### Required work
Resume the personal essay below on autumn, change, and breathwork, writing on from its final sentence.

It’s autumn. Change is the theme of the season. The weather is cooling, leaves are falling and we find ourselves preparing for the quietude this coming winter. While I’m riding the ebbs and flows of each day, I’ve found it easy to lose myself in the constantly changing rhythms of life. I’m watching the wind push the sails of my friends’ boats onward into the ocean as I am stuck here, feet bound to the shore. It’s a contradiction: so much is happening as I feel the world passing by and simultaneously I see everyone progressing as I stand still in the chaos.
This past week I’ve reminded myself how even in the midst of chaos, when all seems unpredictable, there is still a constant. There is still my breath, a thing I can control when all seems uncontrollable.
It’s led me down a rabbit hole of researching how impactful meditation is on the human body. How is it not considered a form of magic? When the world picks up speed and my only tether to the here/now is my breathwork.

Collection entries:
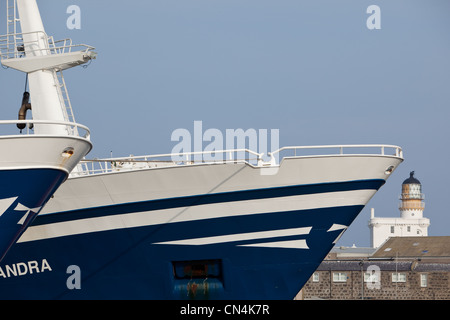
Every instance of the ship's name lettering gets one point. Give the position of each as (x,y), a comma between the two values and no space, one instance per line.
(24,268)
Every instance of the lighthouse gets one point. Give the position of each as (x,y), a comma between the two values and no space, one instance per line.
(411,222)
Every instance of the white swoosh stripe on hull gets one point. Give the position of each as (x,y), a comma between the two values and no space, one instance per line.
(200,212)
(240,237)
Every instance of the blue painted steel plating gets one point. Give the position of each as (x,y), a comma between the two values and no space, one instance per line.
(130,263)
(23,192)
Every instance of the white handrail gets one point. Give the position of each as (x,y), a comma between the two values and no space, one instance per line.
(9,50)
(51,122)
(118,164)
(182,154)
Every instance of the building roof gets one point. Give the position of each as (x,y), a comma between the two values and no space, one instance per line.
(411,179)
(392,265)
(414,247)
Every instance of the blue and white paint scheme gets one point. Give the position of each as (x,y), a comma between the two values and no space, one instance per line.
(156,228)
(217,230)
(34,163)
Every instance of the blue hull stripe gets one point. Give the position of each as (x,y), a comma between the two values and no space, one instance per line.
(196,200)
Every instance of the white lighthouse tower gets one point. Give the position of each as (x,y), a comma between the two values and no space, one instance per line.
(411,221)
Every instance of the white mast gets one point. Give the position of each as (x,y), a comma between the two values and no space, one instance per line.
(46,105)
(37,54)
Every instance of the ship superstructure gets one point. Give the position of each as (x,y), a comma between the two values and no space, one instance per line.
(37,153)
(193,226)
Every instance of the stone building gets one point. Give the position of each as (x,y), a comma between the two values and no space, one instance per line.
(411,221)
(402,268)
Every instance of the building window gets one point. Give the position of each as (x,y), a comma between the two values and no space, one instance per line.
(424,280)
(339,277)
(315,277)
(398,277)
(372,277)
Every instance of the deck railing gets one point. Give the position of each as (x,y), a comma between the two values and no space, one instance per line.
(13,46)
(108,165)
(72,128)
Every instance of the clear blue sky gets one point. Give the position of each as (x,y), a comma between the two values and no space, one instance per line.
(311,69)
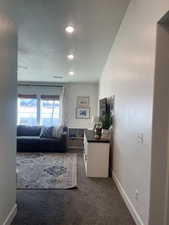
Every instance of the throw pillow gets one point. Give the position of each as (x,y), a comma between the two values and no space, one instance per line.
(46,132)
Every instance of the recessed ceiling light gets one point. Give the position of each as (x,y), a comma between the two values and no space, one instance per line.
(58,77)
(69,29)
(71,73)
(70,56)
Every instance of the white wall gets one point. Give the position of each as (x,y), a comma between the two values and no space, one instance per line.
(8,68)
(129,74)
(71,92)
(160,137)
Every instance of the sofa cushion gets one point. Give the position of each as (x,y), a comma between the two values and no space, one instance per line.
(46,132)
(28,140)
(28,130)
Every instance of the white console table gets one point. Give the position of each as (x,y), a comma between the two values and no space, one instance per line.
(96,155)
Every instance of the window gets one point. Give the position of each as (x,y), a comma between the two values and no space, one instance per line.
(27,110)
(49,110)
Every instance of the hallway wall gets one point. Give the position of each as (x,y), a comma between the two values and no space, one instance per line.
(8,68)
(129,75)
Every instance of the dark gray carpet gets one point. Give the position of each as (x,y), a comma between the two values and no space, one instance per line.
(95,202)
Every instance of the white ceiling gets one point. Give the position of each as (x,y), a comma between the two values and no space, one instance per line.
(43,44)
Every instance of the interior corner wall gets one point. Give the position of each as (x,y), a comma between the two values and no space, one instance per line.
(8,68)
(71,92)
(160,134)
(129,75)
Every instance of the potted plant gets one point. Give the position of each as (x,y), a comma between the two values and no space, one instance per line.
(106,123)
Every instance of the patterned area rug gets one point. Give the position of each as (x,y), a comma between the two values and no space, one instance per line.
(46,171)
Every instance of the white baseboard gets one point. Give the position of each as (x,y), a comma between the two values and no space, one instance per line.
(127,201)
(11,215)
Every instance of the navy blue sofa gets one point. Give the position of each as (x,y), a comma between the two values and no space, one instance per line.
(29,140)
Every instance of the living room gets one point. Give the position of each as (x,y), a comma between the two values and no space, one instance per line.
(72,69)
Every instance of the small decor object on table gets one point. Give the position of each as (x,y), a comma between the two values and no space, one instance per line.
(82,101)
(98,130)
(83,113)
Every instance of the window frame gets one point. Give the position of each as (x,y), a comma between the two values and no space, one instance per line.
(38,106)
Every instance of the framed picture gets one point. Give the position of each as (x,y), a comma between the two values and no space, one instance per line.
(82,113)
(82,101)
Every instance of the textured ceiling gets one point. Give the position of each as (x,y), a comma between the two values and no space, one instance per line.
(43,44)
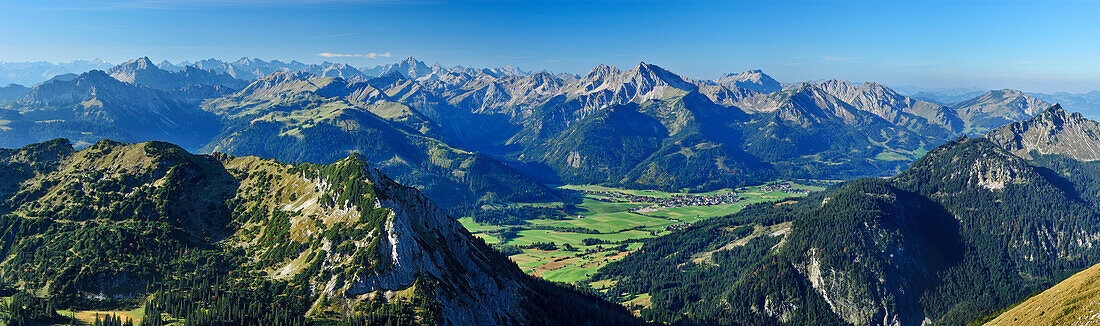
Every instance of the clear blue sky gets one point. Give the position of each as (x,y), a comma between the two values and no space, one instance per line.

### Exercise answer
In for four.
Hold for four.
Out for four.
I’m not the first person to realize that slowing down is an easy and accessible form of mindfulness and self-care. Tibetan Buddhism considers meditation as a form of medicine.
Tibetan Buddhism views meditation as a way of becoming acquainted with the mind. Without judgment we watch our thoughts and emotions pass through us. We approach each thought and emotion with curiosity, rather than condemnation. As we witness different thoughts and feelings emerge, we realize the impermanence of it all. Just as joyful thoughts come and go, so do negative thoughts. We learn not to attach ourselves to any emotion. Instead we learn how to hold compassion for ourselves as we feel the varying emotions of the human experience.
More than just mental, the benefits of meditation also exist physically. Brain studies demonstrate that people with regular meditation practices have a lower baseline cortisol level, making them more level headed in stressful moments.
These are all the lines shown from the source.